Cada vez que muere un anciano, es una biblioteca que arde” dice un hermoso proverbio africano y que en esta ocasión, cuando el occiso es Umberto Eco, se cumple por partida doble: ha muerto un hombre que contuvo multitudes.
La figura de Umberto Eco, que ya con vida había adquirido el tamaño de mitológica a partir de la década del 60, encuadra una de las mayores y más nobles tradiciones europeas: la del humanista total; un renacentista riguroso para el que prácticamente nada de lo humano fue ajeno. Tales fueron las palabras de obituario de La Repubblica: adiós al hombre que lo supo todo.
Sin embargo, el hecho de ser un erudito no sería suficiente para encuadrar su nombre en la historia de la cultura del siglo XX, porque si bien Eco merece un lugar de privilegio entre nombres como los de Marcel Bataillon, E.R. Curtius, George Steiner, Walter Benjamin o Roland Barthes, la suya es una obra abierta que exploró con originalidad, inteligencia, dedicación y fortuna campos tan rigurosos y estimulantes como la filosofía, la semiótica, la lingüística, la historia de la cultura, la teoría de la comunicación y del arte, la sociología y hasta las relaciones conflictivas entre los campos del saber, por lo que puede asegurarse que Eco ha sido uno de los mayores críticos culturales de Occidente: el arte de integrar lo apocalíptico.

> Datos extraídos:
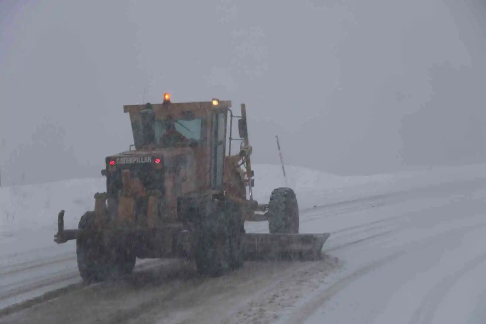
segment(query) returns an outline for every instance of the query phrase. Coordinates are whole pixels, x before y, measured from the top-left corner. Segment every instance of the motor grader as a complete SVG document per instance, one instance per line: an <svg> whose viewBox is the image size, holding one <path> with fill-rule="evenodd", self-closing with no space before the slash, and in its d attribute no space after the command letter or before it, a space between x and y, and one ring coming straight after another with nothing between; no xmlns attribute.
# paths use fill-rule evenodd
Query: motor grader
<svg viewBox="0 0 486 324"><path fill-rule="evenodd" d="M84 280L129 274L137 258L194 260L214 276L245 260L321 257L330 234L298 234L292 189L275 189L267 204L253 199L246 108L241 116L231 108L217 99L172 102L168 93L161 104L123 106L134 144L106 158L106 192L95 194L77 229L64 229L64 210L58 216L54 241L76 240ZM268 220L269 234L246 233L245 220Z"/></svg>

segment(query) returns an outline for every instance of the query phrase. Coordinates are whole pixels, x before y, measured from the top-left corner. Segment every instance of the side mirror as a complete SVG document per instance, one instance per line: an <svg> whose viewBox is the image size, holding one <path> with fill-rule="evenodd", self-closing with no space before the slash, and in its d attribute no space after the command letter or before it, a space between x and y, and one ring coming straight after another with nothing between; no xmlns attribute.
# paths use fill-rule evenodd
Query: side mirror
<svg viewBox="0 0 486 324"><path fill-rule="evenodd" d="M240 137L246 138L248 137L248 128L246 128L246 120L243 118L238 120L238 132Z"/></svg>

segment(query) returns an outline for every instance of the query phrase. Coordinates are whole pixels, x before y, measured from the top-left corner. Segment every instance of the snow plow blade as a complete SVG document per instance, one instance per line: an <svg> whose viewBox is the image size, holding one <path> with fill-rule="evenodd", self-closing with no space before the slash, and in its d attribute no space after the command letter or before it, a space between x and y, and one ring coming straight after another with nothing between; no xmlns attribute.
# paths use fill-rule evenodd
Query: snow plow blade
<svg viewBox="0 0 486 324"><path fill-rule="evenodd" d="M249 261L320 260L322 247L330 236L329 233L247 233L243 239L244 259Z"/></svg>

> Ejercicio breve 1: Pasa al inglés esta oración del fragmento sobre Umberto Eco: «Tales fueron las palabras de obituario de La Repubblica: adiós al hombre que lo supo todo».
> Ejercicio breve 2: Escribe cómo sigue el fragmento sobre Umberto Eco tras su última oración.
Las líneas no tienen relación con el fragmento.

> Respuesta 1: Such were the words of La Repubblica's obituary: farewell to the man who knew everything.

> Respuesta 2:
Narrador de éxito global, es en el vasto campo del ensayo, tanto lírico como académico pero siempre documentado, donde se encuentra lo más proteico y poderoso de su obra –y no sólo en el que probablemente sea su libro más utilizado en el mundo, Cómo se escribe una tesis– porque si algo tuvo Eco fue una voracidad desaforada que no sólo sugiere e ilumina caminos sino que invita a pensar: la de los libros y los hombres. En una de sus últimas entrevistas sostuvo con alegría: “Podría hacer una silla por día. Pero prefiero hacer sólo una por semana. Porque la parte más bella para mí es el período que paso escribiendo un libro”.
*Escritor y periodista.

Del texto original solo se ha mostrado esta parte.